- What the task requires -
Go over the data and keep only the lines that include "below".

Content starts

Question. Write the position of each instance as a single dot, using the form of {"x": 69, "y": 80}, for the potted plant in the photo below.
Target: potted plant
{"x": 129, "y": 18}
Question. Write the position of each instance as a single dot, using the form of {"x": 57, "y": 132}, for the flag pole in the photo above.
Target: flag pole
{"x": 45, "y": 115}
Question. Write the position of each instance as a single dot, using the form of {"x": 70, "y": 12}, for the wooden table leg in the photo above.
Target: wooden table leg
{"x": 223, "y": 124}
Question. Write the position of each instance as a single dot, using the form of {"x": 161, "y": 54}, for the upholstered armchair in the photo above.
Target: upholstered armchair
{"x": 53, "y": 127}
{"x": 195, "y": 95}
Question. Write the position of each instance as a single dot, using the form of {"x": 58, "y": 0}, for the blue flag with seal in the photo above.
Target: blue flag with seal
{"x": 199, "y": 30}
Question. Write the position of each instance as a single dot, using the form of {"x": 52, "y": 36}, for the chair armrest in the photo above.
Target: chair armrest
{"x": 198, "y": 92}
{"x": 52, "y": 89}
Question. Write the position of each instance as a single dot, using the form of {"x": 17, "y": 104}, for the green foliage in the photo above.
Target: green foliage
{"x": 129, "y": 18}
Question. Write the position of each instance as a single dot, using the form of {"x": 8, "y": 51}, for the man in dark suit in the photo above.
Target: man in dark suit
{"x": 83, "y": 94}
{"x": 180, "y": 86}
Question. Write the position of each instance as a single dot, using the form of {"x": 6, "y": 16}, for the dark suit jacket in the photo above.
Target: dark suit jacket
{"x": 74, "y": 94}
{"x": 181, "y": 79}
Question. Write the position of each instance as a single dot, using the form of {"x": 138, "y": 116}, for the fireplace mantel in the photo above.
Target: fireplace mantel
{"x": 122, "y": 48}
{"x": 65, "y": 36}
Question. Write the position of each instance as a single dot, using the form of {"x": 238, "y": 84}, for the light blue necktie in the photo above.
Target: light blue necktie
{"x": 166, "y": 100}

Content ends
Content starts

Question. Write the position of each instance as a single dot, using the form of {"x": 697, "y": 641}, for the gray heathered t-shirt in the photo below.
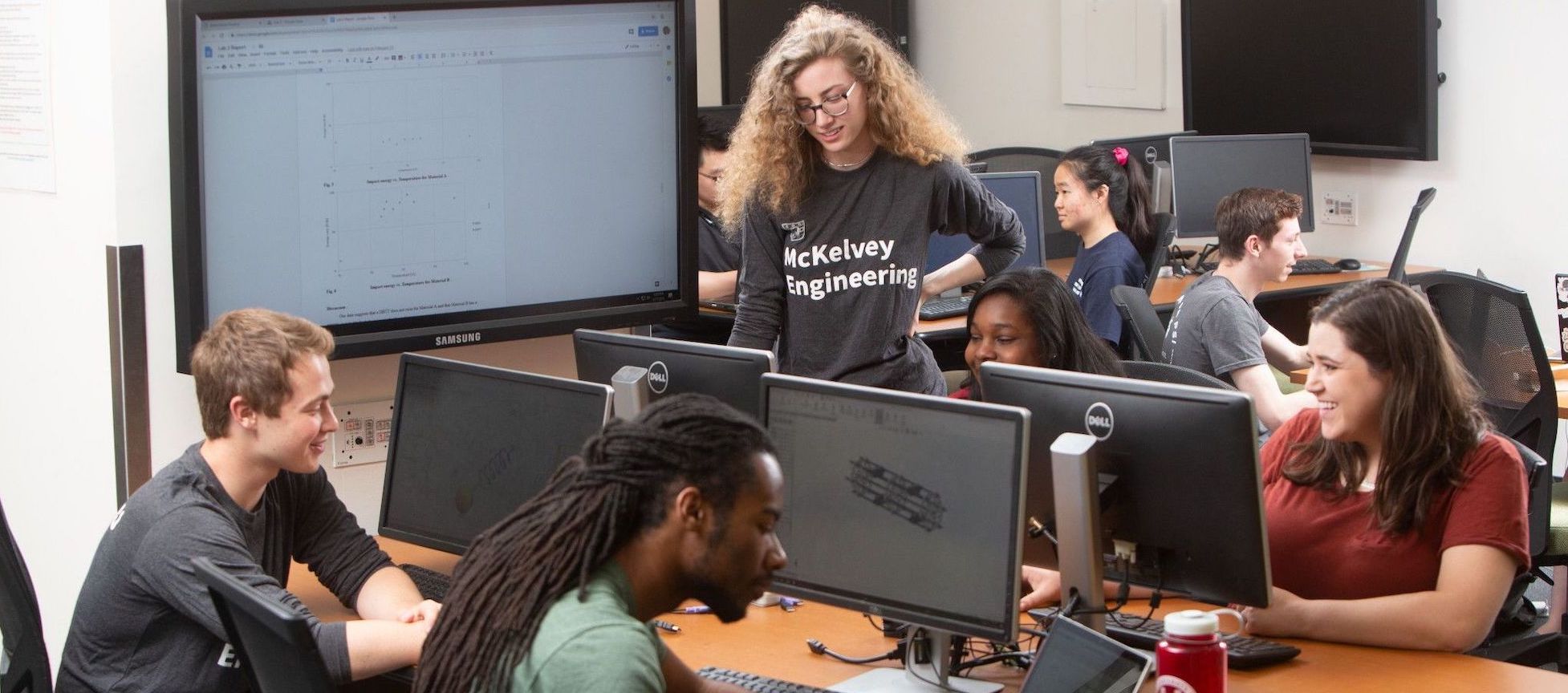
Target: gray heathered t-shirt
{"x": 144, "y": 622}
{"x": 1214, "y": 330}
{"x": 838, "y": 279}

Content ends

- Response -
Question. Write the position of each instance as a single dot, using the form of {"x": 69, "y": 80}, for the potted plant in the photo below.
Question. Write the position of each instance as a single dot, using the form of {"x": 697, "y": 641}, for the gray heathered t-shirt in the photo below.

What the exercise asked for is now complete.